[[ EXTRACTED MATERIAL, beginning ]]

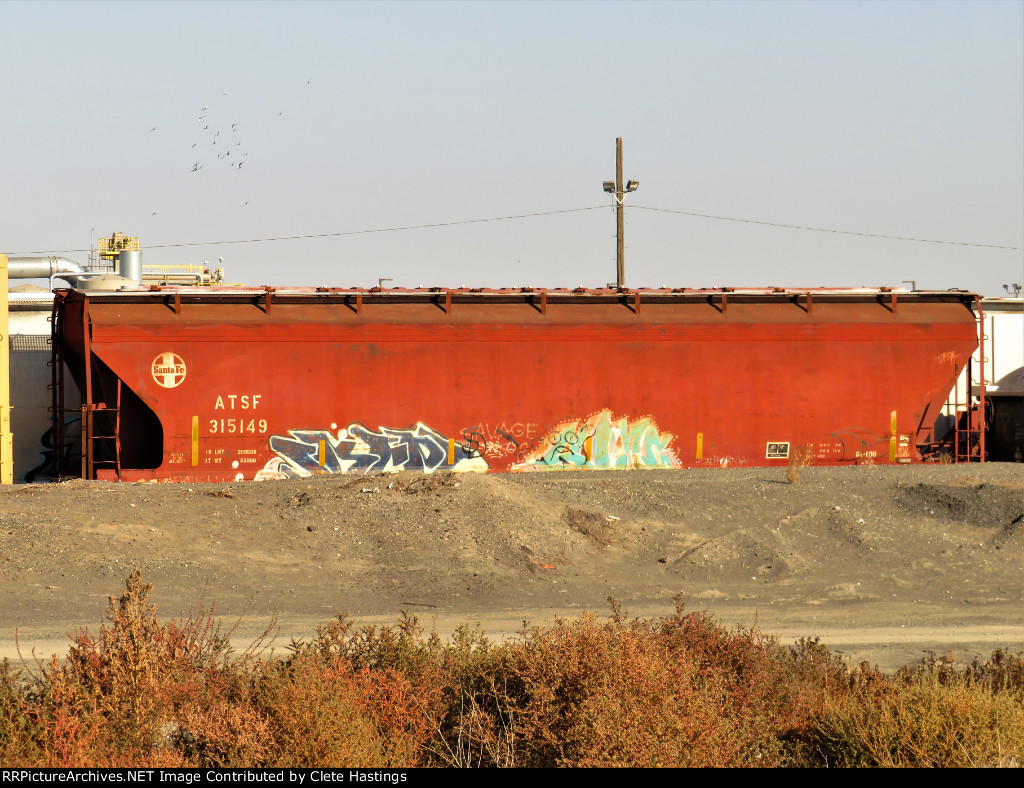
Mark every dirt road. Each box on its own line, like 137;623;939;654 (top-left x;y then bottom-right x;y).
1;464;1021;673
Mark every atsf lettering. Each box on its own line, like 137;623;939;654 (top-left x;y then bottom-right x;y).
214;394;263;410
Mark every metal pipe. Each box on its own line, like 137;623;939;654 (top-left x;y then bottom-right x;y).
5;256;86;287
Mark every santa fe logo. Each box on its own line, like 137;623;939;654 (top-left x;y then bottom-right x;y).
151;353;187;388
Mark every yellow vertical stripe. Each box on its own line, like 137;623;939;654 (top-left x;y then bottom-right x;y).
696;432;703;460
447;438;455;466
318;440;326;467
889;410;898;462
191;416;199;466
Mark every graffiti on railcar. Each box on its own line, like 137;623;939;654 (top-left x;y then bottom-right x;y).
256;422;489;479
24;414;82;483
829;429;888;462
512;409;680;471
460;421;543;460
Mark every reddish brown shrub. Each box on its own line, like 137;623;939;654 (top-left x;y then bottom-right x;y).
497;603;807;767
5;575;1023;768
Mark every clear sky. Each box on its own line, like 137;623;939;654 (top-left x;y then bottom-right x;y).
2;0;1021;295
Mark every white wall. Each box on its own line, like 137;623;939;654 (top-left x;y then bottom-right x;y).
935;297;1024;444
8;294;82;482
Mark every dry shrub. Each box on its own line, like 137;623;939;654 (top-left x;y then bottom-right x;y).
12;654;107;767
61;571;257;753
174;700;273;767
277;612;453;767
497;601;811;767
564;507;615;547
291;611;443;681
417;624;515;768
0;652;185;768
258;660;386;767
6;571;269;767
429;677;517;768
359;666;440;765
0;659;41;764
971;649;1024;693
807;670;1024;767
917;648;1024;694
786;444;814;484
259;658;440;767
284;614;513;767
787;637;853;695
6;574;1024;768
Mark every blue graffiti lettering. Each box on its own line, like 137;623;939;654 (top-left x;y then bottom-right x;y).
265;422;488;477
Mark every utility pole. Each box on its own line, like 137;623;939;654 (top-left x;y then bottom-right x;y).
603;138;638;288
616;138;625;288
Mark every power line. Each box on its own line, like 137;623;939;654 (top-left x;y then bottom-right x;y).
6;207;608;255
631;205;1022;250
6;203;1020;255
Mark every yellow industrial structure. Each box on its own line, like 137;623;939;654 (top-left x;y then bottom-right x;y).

[[ EXTRACTED MATERIAL, end ]]

- [WORK INSTRUCTIONS] Could you give again exactly the lines from the line containing "Mark every reddish" through the final line of the data above, and no others?

- [SOLUTION FOR THIS TASK]
Mark every reddish brown shrub. Each box on its own line, like 137;623;939;654 (top-left x;y then bottom-right x;y).
497;603;807;767
5;575;1023;768
Mark every clear sky. Each box on its own line, like 137;623;939;654 (top-left x;y then bottom-right x;y).
2;0;1021;295
Mark every white wall. Each box on its own line, like 137;623;939;654 (top-left x;y then bottom-right x;y).
935;297;1024;444
8;294;82;482
Mark every dry shrub. Each box on its own line, like 137;623;939;654 (top-left x;y then bottom-right x;y).
12;654;107;767
61;571;257;753
174;700;273;767
277;612;453;767
497;601;811;767
564;507;615;547
291;611;443;681
417;624;515;768
0;652;185;768
258;660;386;767
6;571;269;767
429;677;517;768
359;666;440;765
0;659;41;764
971;649;1024;693
807;670;1024;767
917;648;1024;694
786;444;814;484
259;658;440;767
284;614;513;767
787;637;853;695
6;574;1024;768
Mark every blue graffiti lettering. Each box on its own line, like 137;623;939;654 (top-left x;y then bottom-right x;y).
265;422;488;477
Mark every utility pole. Each box on its own line, like 137;623;939;654 (top-left x;y then bottom-right x;y).
603;138;638;288
616;138;625;288
Mark every power line. Each box on its own line, like 137;623;939;654 (top-left x;y then bottom-right x;y).
6;207;608;255
631;205;1022;250
6;203;1020;255
Mark every yellow industrial structure. Each box on its own line, like 137;623;939;654 (top-left x;y then bottom-right x;y).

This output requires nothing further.